-- Opening Marker --
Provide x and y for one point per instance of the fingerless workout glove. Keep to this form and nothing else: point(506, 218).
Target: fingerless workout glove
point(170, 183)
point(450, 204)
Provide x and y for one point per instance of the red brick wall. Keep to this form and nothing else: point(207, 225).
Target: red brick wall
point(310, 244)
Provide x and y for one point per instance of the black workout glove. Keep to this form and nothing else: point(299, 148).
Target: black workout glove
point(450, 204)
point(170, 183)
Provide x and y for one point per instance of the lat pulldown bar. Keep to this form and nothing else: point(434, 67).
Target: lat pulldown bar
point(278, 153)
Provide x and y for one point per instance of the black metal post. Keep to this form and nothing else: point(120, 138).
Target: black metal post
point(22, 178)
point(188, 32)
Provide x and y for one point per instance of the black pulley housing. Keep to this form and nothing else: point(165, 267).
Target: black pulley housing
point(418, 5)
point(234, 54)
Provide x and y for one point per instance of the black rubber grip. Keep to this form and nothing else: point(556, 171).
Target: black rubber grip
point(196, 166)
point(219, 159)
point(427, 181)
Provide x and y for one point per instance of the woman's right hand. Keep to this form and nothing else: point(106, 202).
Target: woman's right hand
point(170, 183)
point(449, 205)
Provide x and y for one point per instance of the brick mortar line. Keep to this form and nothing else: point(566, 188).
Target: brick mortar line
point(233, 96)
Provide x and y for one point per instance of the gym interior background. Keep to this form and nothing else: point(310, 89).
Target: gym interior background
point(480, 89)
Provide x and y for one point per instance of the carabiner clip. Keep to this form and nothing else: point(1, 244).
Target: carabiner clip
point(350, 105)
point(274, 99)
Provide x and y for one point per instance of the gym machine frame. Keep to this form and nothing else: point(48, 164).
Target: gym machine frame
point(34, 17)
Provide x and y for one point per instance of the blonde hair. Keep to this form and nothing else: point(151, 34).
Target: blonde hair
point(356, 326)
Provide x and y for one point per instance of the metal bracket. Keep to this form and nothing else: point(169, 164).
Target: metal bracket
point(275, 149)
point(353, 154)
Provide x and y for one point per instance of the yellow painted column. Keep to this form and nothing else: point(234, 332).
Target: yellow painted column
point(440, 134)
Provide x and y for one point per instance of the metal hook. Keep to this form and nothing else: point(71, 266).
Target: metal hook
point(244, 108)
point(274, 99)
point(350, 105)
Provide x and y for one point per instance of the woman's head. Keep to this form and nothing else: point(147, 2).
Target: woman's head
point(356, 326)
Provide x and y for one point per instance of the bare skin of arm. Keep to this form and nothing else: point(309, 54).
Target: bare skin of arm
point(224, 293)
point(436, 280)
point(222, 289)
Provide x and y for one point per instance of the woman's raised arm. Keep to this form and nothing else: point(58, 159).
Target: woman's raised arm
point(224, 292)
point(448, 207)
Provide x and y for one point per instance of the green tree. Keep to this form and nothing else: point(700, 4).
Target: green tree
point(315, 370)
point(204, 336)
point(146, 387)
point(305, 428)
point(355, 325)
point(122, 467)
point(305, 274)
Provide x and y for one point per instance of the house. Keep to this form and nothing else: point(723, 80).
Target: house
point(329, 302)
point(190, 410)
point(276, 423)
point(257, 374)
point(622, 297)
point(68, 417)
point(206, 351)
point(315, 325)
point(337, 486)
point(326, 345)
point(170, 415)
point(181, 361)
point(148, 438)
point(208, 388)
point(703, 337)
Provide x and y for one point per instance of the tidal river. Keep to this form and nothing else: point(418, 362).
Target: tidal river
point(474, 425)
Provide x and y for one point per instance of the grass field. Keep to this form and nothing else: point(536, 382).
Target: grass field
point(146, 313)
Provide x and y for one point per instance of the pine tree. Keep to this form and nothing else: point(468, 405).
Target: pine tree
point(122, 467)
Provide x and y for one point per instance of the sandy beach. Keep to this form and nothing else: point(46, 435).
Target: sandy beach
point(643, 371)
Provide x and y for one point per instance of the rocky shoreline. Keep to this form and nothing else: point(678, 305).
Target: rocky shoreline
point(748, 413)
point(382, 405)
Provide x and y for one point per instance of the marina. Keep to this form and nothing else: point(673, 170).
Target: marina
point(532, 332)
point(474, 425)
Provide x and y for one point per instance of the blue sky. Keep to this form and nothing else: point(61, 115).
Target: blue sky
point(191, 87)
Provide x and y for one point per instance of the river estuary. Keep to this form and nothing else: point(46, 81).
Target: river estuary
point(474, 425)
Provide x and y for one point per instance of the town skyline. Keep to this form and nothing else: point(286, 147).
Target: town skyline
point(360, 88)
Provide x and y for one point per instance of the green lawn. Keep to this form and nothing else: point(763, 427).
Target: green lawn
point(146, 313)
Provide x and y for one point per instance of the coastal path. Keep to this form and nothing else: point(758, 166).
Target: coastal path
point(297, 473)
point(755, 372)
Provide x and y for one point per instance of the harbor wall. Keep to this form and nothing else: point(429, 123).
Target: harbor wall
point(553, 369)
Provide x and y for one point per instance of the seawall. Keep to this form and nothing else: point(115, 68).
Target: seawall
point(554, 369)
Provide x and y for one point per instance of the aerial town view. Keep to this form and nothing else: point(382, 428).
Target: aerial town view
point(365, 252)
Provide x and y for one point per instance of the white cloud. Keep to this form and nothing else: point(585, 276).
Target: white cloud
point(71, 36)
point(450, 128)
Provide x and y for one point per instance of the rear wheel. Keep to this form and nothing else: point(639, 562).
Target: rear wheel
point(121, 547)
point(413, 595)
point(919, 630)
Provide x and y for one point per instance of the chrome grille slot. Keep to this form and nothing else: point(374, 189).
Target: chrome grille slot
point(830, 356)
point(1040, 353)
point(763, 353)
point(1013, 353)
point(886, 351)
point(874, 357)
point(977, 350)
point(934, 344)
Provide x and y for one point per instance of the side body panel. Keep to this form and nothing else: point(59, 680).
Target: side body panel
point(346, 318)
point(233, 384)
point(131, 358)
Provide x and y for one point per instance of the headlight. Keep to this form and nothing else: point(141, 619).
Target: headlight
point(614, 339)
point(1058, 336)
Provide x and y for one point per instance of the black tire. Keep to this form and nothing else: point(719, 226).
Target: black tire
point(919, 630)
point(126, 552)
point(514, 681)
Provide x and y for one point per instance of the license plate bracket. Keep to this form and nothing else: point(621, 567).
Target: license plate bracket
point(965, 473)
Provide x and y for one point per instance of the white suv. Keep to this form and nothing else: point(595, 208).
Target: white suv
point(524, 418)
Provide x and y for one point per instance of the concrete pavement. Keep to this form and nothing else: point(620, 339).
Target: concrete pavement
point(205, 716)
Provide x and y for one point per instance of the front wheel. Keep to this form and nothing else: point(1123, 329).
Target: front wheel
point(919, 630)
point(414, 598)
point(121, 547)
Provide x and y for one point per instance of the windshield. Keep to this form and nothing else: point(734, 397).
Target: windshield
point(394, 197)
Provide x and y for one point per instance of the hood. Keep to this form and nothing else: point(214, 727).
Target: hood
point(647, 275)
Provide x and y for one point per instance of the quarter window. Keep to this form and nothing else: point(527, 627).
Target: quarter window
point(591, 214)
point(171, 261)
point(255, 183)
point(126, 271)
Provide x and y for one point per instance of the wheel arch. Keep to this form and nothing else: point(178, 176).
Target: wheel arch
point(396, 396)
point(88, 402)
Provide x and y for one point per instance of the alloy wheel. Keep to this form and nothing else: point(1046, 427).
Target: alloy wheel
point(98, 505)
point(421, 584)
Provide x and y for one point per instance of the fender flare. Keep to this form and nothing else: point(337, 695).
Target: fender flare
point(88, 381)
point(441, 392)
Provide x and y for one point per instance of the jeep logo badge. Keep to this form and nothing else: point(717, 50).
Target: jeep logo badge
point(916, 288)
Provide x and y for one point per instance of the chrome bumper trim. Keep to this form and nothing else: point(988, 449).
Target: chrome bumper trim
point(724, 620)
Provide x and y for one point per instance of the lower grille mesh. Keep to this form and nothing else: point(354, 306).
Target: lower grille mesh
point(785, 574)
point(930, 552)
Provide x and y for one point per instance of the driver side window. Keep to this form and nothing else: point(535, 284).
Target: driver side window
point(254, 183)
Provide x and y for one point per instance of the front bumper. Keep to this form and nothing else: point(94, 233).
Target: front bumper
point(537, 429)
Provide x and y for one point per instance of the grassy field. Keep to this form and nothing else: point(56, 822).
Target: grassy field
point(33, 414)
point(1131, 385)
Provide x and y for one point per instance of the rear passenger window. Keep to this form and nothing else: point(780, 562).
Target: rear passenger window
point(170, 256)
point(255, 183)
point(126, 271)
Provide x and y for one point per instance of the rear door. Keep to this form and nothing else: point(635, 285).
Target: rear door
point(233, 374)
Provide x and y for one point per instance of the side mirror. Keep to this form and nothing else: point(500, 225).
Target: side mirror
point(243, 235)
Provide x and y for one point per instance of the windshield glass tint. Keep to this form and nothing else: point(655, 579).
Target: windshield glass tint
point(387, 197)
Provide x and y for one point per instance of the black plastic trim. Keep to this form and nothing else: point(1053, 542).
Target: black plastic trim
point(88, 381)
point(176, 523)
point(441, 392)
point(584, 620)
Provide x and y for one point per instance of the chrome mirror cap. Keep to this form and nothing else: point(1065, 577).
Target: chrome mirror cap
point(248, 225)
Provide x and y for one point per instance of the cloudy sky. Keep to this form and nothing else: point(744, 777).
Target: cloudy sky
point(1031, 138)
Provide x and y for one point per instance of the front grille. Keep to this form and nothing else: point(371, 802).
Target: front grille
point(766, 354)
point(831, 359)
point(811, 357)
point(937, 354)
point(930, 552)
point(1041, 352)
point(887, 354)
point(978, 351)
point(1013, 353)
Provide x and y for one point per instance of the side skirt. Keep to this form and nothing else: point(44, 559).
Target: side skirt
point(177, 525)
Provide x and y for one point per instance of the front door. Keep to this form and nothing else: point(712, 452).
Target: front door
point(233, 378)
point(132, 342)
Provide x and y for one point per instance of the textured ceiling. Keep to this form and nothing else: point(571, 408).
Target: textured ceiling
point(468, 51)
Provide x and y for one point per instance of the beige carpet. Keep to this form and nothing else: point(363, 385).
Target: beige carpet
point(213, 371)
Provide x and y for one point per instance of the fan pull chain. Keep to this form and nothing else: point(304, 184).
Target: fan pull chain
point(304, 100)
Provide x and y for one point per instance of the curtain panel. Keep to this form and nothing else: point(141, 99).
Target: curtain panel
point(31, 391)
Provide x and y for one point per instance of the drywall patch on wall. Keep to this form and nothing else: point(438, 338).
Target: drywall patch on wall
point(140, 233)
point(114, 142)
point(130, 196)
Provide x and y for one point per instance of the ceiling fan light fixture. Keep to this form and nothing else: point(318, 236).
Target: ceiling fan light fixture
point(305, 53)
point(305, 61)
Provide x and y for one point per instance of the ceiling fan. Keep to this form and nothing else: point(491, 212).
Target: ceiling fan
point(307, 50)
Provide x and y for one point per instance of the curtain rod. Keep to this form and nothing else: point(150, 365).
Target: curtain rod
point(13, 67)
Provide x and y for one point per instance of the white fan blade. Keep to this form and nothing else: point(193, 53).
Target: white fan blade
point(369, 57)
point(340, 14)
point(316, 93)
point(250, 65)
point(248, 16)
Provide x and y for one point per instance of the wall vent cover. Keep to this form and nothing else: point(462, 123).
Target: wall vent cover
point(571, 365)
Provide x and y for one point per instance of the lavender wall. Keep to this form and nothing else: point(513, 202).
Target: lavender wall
-- Closing Marker --
- **WHAT IS BEING ASKED**: From the listing above, copy every line where the string "lavender" is found.

- **FINISHED TASK**:
Provide x and y for one point per instance of the lavender wall. Keep to this form and nothing else: point(513, 202).
Target: lavender wall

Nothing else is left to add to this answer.